====== Text block

Don Stefano Buonsignori

Mark Rosen University of Texas at Dallas

Don Stefano Buonsignori: A Brief Biography

Until recently, little was known about the life of the cartographer behind the spectacular 1584 view of Florence. Unlike many of the great late-sixteenth century cartographers, he wrote no scientific treatises, did little to publicize his own work, and never forged lasting links to local artistic and printmaking communities. The entirety of his known output was produced under the patronage of Grand Duke Francesco I de’ Medici (ruled 1574–1587), best remembered as the patron of the Palazzo Vecchio Studiolo as well as his ill-fated second marriage to Bianca Cappello. A handful of scientific instruments—a quadrant, four polyhedral sundials, and a four-bowl Scaphe dial—in the Museo Galileo in Florence are Buonsignori’s only known objects besides his maps.

Buonsignori began work for Francesco as a replacement for the brilliant polymath Egnazio Danti, a favorite of Francesco’s father Cosimo I. In addition to publishing a dozen technical treatises and occupying a prestigious chair in mathematics at the University of Florence, Danti had steadily worked on a cycle of painted maps for a new space in the Palazzo Vecchio, the Guardaroba Medicea. Working slowly, Danti had completed 30 by 1575. For unclear reasons, Francesco fired Danti late that year and immediately installed Buonsignori to complete the space’s decoration with 23 additional maps, which he finished around 1586.

============

Assignment 1
Using the biography of Buonsignori, answer each question briefly:
(a) Under whose patronage was all of Buonsignori's known work produced?
(b) Which museum holds the scientific instruments attributed to him?
(c) How many additional maps was Buonsignori assigned to complete for the Guardaroba Medicea?
Assignment 2
Write a continuation of the biography of Buonsignori, beginning after its final sentence.
The entries after this point are separate material and are unrelated to the biography.

====== Information supplied

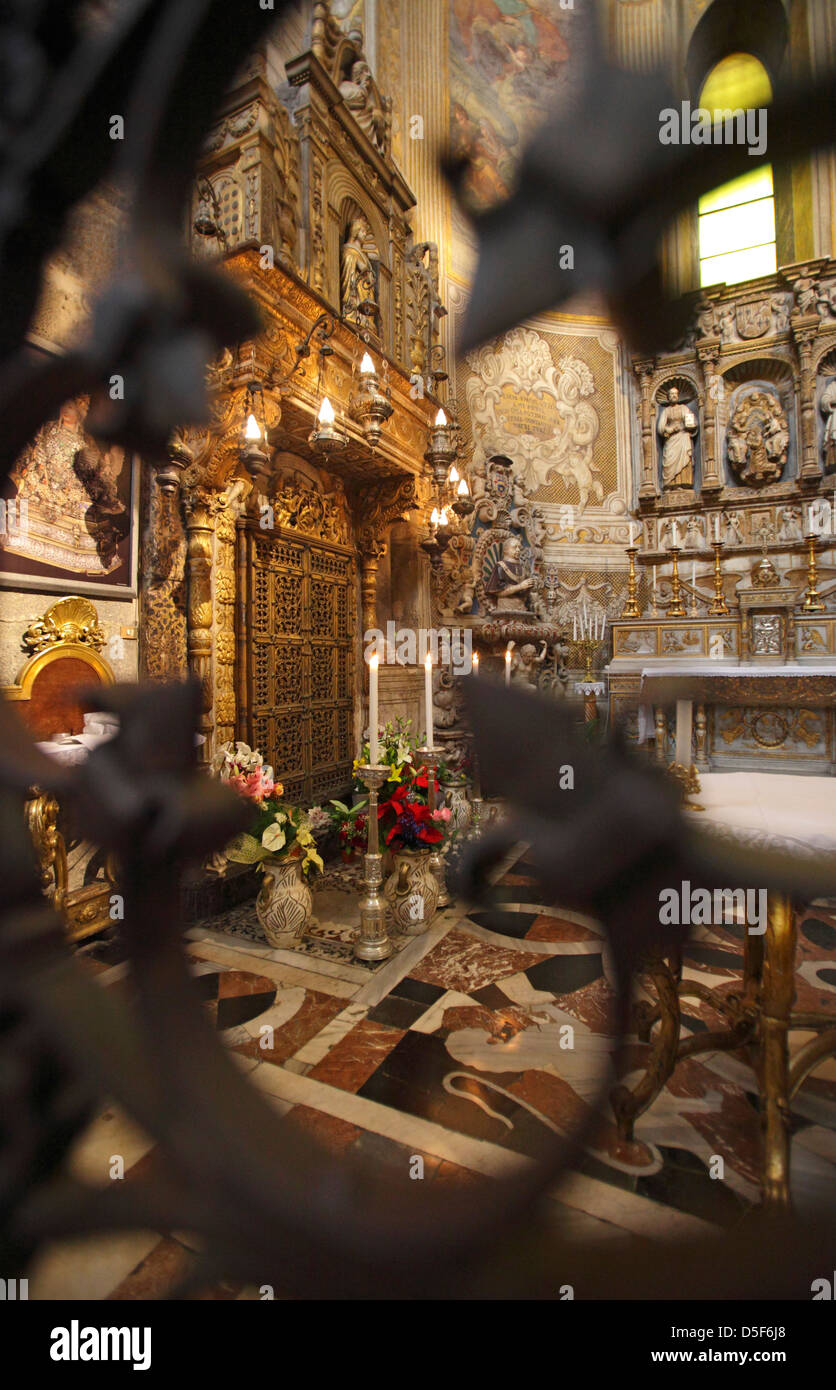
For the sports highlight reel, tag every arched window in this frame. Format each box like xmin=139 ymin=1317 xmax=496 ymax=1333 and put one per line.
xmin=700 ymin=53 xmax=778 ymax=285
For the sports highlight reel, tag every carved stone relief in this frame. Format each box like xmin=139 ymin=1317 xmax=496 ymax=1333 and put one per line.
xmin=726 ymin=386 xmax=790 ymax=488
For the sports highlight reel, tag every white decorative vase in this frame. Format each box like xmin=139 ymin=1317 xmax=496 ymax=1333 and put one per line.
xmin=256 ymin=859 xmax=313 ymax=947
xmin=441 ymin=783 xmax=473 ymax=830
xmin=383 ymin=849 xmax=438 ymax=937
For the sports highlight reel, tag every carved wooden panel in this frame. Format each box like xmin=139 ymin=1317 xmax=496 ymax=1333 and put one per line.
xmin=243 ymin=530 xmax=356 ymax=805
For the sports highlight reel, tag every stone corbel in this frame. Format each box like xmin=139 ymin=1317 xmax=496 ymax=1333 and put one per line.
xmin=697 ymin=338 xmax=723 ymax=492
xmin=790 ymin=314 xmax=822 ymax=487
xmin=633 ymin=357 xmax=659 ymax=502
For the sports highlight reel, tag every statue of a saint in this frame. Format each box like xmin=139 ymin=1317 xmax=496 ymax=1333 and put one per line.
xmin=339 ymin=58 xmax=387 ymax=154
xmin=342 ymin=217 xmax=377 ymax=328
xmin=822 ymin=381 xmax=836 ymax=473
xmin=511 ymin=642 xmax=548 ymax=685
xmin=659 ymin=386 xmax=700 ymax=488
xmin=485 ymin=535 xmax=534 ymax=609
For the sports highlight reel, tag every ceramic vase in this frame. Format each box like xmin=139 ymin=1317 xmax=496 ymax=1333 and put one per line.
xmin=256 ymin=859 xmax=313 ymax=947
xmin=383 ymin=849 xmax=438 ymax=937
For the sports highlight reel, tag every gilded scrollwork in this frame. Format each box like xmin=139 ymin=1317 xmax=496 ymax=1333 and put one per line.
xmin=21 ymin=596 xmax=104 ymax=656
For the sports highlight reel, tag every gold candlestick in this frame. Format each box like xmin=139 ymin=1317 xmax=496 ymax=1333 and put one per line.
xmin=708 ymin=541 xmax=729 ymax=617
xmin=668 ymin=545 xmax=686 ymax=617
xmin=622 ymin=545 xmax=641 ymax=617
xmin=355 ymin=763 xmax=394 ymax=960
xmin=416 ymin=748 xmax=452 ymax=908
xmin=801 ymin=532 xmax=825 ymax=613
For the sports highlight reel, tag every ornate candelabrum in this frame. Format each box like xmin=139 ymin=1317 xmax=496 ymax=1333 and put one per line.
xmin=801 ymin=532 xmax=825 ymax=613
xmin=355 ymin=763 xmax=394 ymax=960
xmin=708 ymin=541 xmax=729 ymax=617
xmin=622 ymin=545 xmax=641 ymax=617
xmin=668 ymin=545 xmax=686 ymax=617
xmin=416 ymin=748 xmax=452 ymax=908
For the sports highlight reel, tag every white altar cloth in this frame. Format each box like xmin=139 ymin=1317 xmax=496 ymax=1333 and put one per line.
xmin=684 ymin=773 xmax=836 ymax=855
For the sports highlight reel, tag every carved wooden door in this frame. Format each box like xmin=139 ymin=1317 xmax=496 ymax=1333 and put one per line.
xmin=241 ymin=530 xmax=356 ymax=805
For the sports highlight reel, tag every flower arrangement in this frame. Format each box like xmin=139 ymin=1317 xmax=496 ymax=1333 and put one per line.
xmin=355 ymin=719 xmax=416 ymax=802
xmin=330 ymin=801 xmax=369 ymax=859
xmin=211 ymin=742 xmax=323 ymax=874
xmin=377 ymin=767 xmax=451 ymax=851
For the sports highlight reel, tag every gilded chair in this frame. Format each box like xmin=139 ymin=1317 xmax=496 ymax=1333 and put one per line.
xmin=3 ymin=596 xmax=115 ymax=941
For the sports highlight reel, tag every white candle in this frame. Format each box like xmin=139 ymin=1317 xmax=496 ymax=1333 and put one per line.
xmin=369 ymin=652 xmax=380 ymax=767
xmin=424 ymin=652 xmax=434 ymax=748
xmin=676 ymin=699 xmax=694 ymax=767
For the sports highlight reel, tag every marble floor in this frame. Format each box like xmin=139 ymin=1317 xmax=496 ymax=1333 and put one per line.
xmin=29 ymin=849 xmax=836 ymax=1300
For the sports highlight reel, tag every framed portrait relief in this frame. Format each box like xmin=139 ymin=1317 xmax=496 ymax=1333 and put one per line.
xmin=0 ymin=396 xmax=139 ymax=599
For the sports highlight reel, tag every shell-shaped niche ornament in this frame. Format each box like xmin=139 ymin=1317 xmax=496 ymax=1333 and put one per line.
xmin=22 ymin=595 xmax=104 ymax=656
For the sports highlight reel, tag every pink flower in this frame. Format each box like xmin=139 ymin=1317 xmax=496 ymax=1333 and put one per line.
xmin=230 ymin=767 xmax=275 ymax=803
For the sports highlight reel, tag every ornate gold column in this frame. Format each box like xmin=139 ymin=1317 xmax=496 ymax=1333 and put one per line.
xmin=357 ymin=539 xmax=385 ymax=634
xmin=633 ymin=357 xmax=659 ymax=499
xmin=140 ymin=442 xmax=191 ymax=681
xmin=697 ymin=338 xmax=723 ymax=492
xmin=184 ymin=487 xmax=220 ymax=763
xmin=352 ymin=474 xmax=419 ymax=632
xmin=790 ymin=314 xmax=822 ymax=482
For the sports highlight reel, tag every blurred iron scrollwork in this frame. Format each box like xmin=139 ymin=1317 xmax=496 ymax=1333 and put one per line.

============

Exercise answer 1
(a) Grand Duke Francesco I de' Medici.
(b) The Museo Galileo in Florence.
(c) 23.

Exercise answer 2
Before being brought into grand-ducal employment, Buonsignori was not known as a cartographer. His entire career, in fact, had been in religious service and administration for the Olivetan order, to which he was initiated in 1541. The Olivetans were a Tuscan-based offshoot of the Benedictine order, with their large mother church, Monte Oliveto Maggiore, located in the Sienese foothills. The order had two major church compounds in Florence: San Miniato al Monte, the famed Romanesque church and cloister facing the city from a hilltop southeast of the city center; and San Bartolomeo a Monte Uliveto, an Oltrarno complex situated in the hills above the San Frediano neighborhood. The self-portrait of Buonsignori holding a triangulation tool at the bottom of the view of Florence positions him very close by San Bartolomeo, which in fact was where he lived from 1576 until his death in 1589.

Although no baptismal record has been found, Buonsignori was constantly identified in the order, and signed his maps, as Florentinus—a Florentine. Monks were usually initiated at the age of 18, meaning that he was probably in his early 60s when he made his bird’s-eye view of Florence. Because the Olivetans customarily asked monks to rotate from convent to convent (most of which were in Tuscany), Buonsignori had spent little of his adult life actually based in Florence before 1575. But when Grand Duke Francesco, pleased with Buonsignori’s works on the Guardaroba maps, entrusted him with the plan to create the first large-scale view of Florence since the Francesco Rosselli-designed View with a Chain from a century earlier, Buonsignori seized upon the opportunity.

Beyond his Guardaroba maps, Francesco commissioned from Buonsignori two new maps of his territories, the Dominio Fiorentino and the Dominio Senese, both of which were printed in 1584 and circulated widely (the Fiorentino would appear in a number of editions of Ortelius’s atlas published after 1601). Those two maps, based on existing prototypes, were far less significant productions than the nine-sheet bird’s-eye view of Florence published the same year: Nova pulcherrimae civitatis Florentiae topographia accuratissime delineata. Buonsignori’s comprehensive 125 x 138 cm view was engraved in copper by the goldsmith Bonaventura Billocardo and contained a dedication praising not only the beauty of the city but also the beautification of it by Grand Duke Francesco and his ancestors. The legend identifies 225 buildings and monuments, far surpassing the detail of any previous map of the city.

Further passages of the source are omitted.